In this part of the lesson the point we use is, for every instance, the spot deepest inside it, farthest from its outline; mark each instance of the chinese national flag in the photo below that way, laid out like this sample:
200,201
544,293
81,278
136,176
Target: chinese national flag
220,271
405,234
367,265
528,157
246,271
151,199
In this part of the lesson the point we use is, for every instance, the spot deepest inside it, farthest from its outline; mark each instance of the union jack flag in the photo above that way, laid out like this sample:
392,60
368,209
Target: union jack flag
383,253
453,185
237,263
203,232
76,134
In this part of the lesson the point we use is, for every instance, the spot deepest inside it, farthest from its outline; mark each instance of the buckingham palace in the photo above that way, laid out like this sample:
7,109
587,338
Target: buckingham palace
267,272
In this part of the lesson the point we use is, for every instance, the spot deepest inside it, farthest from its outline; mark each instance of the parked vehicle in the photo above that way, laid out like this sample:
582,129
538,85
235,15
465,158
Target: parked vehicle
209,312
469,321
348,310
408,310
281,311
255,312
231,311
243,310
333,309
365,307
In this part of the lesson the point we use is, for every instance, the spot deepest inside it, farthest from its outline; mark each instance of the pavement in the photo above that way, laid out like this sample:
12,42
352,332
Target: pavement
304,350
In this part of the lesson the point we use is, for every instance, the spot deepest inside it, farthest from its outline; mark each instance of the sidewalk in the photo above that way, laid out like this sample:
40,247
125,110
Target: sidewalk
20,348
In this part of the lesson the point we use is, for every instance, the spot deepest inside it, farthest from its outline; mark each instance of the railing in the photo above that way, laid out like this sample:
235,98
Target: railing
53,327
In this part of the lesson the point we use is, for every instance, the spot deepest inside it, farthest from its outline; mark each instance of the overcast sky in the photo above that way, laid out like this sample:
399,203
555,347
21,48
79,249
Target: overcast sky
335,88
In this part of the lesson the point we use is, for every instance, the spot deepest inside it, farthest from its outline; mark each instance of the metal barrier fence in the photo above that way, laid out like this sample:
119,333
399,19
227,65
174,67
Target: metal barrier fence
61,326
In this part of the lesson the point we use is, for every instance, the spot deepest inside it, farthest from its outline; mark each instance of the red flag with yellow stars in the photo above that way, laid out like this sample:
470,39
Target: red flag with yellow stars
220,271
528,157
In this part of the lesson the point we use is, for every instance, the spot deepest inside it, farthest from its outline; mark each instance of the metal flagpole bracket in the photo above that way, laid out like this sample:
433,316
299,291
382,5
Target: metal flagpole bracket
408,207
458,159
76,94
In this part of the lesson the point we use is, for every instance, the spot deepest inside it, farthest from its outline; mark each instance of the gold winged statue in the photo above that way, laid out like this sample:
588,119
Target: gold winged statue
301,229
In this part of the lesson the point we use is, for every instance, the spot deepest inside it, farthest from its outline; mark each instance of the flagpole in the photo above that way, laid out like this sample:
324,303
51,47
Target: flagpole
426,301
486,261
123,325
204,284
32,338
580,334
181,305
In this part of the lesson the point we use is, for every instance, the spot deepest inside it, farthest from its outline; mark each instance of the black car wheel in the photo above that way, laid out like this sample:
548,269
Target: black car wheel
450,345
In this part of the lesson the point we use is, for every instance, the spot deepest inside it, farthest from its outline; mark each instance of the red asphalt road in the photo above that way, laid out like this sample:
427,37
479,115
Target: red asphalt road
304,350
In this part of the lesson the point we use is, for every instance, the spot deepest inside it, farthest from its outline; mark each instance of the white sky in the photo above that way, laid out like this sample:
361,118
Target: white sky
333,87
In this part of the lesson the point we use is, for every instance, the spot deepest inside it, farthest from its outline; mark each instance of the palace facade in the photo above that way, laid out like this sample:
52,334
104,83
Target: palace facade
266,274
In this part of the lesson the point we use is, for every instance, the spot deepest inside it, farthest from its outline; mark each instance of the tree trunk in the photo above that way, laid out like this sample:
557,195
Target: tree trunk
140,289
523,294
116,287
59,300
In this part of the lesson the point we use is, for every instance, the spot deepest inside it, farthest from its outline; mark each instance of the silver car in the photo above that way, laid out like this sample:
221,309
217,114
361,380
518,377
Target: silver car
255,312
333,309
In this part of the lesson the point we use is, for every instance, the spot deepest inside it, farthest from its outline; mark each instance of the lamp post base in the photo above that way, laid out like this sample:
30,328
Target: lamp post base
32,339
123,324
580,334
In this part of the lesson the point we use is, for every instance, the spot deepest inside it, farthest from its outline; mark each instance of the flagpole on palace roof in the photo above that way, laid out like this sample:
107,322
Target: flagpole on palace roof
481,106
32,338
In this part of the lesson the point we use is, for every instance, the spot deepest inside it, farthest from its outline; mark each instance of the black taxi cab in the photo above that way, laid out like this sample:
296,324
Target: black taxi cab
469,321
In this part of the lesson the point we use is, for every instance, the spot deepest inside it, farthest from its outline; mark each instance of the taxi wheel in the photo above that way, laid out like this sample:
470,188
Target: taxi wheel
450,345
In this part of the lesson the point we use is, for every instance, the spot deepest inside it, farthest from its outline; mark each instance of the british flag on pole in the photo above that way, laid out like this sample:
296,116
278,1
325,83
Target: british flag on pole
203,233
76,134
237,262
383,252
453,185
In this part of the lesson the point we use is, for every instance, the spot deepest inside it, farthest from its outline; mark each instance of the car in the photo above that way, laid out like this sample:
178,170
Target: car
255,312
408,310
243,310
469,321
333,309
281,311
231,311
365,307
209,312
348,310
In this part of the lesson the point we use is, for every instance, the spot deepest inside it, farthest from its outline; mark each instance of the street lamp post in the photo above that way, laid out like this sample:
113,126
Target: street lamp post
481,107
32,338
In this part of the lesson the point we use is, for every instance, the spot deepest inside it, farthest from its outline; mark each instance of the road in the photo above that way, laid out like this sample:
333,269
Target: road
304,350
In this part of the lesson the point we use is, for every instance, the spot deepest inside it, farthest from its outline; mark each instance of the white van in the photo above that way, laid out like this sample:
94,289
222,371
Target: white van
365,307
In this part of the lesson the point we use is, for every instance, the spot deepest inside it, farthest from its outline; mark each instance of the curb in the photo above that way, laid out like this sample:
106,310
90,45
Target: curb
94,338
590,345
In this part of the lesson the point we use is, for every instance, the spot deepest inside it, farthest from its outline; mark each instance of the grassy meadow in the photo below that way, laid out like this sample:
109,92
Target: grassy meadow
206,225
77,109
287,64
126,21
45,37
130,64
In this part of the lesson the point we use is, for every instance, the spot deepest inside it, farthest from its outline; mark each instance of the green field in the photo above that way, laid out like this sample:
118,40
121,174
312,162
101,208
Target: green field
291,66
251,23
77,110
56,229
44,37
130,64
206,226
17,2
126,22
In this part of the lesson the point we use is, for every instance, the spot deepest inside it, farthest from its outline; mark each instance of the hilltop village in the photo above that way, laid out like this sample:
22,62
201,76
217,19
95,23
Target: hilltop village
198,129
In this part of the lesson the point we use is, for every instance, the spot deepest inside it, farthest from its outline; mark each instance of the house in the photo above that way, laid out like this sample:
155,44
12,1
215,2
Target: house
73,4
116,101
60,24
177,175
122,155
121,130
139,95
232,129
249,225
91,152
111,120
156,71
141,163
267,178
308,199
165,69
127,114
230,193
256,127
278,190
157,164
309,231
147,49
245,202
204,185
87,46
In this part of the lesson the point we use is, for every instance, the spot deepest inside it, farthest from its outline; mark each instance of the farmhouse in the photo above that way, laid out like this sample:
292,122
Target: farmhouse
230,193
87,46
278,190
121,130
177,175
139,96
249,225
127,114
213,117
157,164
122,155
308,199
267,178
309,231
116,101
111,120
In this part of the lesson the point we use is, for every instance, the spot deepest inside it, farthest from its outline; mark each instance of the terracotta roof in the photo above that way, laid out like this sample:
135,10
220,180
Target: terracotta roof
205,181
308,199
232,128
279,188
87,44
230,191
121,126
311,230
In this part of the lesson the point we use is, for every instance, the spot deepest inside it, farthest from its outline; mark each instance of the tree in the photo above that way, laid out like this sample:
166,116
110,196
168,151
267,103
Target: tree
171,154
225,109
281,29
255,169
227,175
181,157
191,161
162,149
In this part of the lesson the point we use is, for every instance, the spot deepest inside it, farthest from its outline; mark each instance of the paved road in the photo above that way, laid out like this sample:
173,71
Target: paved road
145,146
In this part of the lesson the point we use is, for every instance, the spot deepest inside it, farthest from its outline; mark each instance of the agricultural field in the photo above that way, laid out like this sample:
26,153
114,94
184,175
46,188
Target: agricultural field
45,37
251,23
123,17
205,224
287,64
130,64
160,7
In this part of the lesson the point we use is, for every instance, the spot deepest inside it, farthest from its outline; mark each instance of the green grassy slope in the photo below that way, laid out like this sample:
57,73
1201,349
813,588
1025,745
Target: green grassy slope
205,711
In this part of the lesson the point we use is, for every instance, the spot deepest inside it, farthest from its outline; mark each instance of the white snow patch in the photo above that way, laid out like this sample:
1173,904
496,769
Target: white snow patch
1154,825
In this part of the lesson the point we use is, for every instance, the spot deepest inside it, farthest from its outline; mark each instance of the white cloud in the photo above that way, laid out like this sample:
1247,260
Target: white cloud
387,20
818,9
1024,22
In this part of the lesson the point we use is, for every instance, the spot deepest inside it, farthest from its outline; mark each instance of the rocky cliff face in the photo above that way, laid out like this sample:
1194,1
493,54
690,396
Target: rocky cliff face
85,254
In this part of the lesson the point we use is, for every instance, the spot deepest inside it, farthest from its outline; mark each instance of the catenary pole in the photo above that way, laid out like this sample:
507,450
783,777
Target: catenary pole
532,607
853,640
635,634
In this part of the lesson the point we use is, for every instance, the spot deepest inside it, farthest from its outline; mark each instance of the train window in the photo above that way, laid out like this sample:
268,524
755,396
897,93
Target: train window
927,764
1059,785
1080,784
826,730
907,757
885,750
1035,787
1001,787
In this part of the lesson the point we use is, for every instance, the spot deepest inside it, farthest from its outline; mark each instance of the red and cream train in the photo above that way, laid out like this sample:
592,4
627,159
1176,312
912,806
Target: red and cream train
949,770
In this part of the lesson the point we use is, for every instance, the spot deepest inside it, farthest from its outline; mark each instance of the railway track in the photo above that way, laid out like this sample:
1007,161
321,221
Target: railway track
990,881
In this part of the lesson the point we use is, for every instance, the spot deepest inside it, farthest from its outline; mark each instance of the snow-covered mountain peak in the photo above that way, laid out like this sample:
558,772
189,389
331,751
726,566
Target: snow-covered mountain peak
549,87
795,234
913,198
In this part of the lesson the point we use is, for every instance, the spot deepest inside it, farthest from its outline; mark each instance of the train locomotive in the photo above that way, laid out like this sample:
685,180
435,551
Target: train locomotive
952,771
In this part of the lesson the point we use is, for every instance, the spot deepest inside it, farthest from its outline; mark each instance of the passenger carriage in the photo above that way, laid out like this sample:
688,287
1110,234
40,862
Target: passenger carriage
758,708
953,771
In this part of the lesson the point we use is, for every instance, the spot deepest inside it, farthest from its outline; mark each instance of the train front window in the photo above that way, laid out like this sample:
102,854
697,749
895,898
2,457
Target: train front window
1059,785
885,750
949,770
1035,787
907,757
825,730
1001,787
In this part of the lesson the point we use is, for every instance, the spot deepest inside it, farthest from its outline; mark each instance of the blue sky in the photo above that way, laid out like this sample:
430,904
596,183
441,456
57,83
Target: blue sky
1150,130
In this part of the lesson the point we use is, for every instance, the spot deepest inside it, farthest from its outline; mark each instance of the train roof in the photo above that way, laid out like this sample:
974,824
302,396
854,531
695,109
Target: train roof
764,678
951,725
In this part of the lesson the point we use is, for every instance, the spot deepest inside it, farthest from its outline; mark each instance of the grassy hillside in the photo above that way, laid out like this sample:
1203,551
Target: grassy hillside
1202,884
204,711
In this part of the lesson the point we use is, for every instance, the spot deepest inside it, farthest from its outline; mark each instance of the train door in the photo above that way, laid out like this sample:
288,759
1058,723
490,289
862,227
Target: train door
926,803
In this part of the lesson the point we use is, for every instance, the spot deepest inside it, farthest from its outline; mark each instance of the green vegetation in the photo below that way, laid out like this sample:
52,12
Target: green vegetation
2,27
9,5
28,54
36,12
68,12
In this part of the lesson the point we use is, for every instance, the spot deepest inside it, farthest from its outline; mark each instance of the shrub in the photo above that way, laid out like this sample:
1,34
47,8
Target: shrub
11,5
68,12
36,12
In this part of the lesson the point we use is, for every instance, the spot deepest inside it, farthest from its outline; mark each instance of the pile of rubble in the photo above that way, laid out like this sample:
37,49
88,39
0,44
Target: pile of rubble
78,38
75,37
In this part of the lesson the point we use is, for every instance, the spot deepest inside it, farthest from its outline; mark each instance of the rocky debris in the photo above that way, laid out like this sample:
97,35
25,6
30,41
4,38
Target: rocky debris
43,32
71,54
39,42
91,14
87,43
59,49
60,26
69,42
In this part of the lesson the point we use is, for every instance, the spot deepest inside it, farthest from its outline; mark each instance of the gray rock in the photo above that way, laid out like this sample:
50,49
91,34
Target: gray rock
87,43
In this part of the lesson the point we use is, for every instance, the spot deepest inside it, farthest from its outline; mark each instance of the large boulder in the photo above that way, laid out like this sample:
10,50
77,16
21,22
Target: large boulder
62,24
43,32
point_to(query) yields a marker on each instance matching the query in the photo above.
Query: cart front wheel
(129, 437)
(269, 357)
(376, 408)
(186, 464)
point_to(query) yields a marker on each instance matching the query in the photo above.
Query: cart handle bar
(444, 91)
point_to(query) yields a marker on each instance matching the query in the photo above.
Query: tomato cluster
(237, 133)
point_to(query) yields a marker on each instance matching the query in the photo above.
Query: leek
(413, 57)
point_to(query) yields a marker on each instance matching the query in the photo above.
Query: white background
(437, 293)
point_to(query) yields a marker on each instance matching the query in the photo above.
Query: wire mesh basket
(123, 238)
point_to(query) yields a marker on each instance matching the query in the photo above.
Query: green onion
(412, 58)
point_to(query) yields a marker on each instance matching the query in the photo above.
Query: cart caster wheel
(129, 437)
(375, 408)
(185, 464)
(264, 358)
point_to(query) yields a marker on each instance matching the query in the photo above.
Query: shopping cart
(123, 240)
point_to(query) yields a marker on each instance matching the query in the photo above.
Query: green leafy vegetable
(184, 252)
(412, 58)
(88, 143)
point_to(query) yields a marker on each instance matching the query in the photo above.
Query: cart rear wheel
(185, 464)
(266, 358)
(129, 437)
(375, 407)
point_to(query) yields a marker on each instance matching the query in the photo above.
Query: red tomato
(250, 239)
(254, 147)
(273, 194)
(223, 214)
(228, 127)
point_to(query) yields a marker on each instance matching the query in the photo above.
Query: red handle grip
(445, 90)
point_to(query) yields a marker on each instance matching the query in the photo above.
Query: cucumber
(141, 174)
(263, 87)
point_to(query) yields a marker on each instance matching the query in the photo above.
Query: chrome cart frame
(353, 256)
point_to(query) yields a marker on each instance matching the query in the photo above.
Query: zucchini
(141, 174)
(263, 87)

______________________________

Count the lines in the data above that contain the word "trunk", and give that number alone.

**Solved exercise**
2